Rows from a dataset

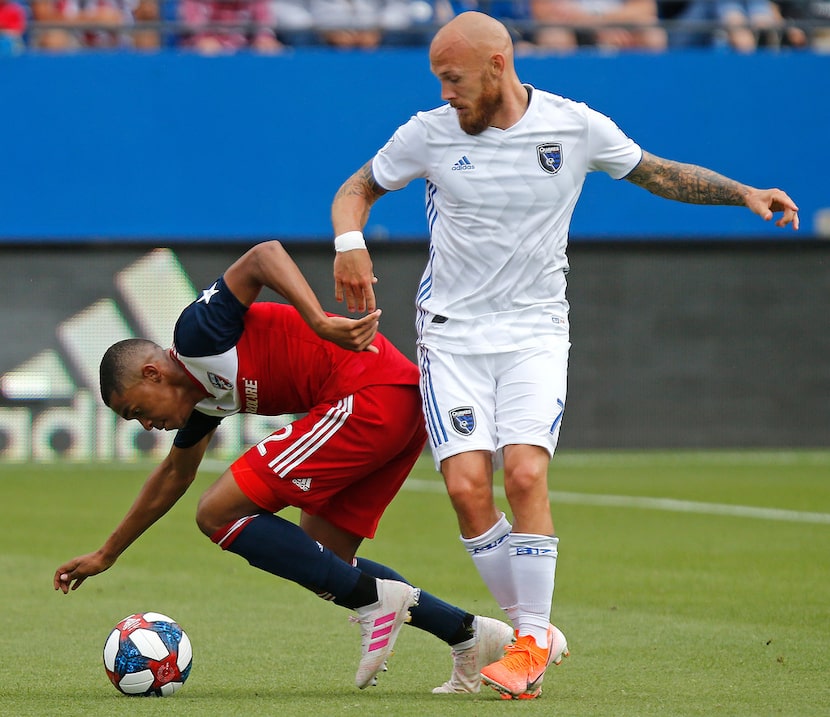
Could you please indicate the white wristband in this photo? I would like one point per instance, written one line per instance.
(349, 240)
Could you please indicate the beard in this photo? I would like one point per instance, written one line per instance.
(478, 118)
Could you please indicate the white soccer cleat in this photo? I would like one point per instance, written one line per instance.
(380, 624)
(491, 637)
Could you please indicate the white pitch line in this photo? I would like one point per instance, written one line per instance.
(667, 504)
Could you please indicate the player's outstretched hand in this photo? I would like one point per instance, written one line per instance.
(354, 280)
(352, 334)
(767, 202)
(72, 574)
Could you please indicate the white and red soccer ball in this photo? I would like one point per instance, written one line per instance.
(148, 654)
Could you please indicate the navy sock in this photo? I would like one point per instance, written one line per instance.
(445, 621)
(282, 548)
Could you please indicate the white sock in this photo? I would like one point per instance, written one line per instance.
(533, 565)
(491, 556)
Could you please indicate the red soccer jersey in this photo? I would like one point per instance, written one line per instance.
(267, 360)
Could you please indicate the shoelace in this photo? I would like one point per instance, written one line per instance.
(519, 654)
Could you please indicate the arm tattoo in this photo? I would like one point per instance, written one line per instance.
(686, 182)
(362, 184)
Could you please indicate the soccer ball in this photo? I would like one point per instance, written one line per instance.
(148, 654)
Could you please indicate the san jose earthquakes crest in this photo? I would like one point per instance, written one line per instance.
(550, 156)
(463, 420)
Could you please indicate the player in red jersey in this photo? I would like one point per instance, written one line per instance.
(341, 463)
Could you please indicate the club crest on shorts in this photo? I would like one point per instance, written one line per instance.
(550, 156)
(463, 420)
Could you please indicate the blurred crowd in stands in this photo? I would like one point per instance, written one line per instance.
(538, 26)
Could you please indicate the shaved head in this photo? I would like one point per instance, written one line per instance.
(472, 57)
(474, 32)
(121, 365)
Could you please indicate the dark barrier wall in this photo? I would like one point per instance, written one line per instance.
(674, 345)
(169, 147)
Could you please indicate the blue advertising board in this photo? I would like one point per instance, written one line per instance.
(173, 147)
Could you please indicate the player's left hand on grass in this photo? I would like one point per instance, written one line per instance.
(72, 574)
(767, 202)
(352, 334)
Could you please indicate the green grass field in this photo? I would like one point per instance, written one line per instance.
(687, 584)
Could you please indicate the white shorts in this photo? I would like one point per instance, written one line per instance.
(483, 402)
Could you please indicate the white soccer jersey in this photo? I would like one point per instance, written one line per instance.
(499, 205)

◆ **EXERCISE DETAILS**:
Leave out the pictures and restate everything else word for word.

◆ **TASK ANSWER**:
Could you please indicate the white wristband in this photo? I would like one point per instance, written one line per instance.
(349, 240)
Could you please indicate the beard in this photo? I would like one point per instance, written one line per instance.
(478, 118)
Could you please indicate the white soccer cleat in this photo? I would like one point per instance, written one line per instance.
(380, 624)
(491, 637)
Could you please indicate the white pitch line in this photo? I would like one point per instance, written one line per instance.
(667, 504)
Could you please indicate the player's outstretched hand in this photo? I would like one point per instance, written one line per instance.
(354, 280)
(352, 334)
(767, 202)
(72, 574)
Could you please indicate the white and red soccer ball in this photo? I would like one point per instance, written one line per instance.
(148, 654)
Could you please indicate the navy sock in this photo? I would like one point per instance, written one line per instance.
(445, 621)
(282, 548)
Could you please indicate the white sock in this photo? I would like one point per instance, written one line per instance.
(533, 565)
(491, 556)
Could you please indicate the red soccer jersey in this photo? I would like one point per instance, written one line per instance.
(267, 360)
Could you please indicate the shoelace in this photo? I would like one point per instance, written one line per instance.
(519, 654)
Could you please indicate the arm tattoo in this photo? I would like one point per instance, written one line per instance.
(686, 182)
(362, 184)
Could you please indicate the soccer ball in this photo? I would like one point per instance, written one line per instance.
(148, 654)
Could you please indicate the san jose earthquakes crest in this photo? I would like one point per instance, written one line per instance.
(550, 156)
(463, 420)
Could you please indicate the player in red jersey in this photo? I would like one point per instance, written one line per instance.
(341, 463)
Could you please indicate the club crest on shorts in this photo? I would like one point per instance, written one line per instance.
(550, 156)
(463, 420)
Could you please indicate the blurred crowd in stands in this photo? I would like one point per instance, written one line per instance.
(538, 26)
Could you please indicate the shaved head in this photo? I would like one point per instance, written one line per instance.
(472, 57)
(474, 32)
(121, 365)
Could you please indicate the dark barrier wall in this photo? I would like one point per instance, written one line per instance.
(674, 345)
(169, 147)
Could you please indicate the blue advertising board in this photo? I would like one point per instance, written one line per instance.
(173, 147)
Could you please indicate the player's left hand on grass in this photo? I would like one point per instance, written one line per instance.
(72, 574)
(767, 202)
(352, 334)
Could you please indicate the green grass field in this photo? I would like one point per instance, written one line per instance.
(687, 584)
Could you please indicate the white shorts in this photo? I would like one point per instance, written one line per instance.
(483, 402)
Could you please indicate the white soccer jersey in this photo? I would like one point per instance, written one line per instance.
(499, 205)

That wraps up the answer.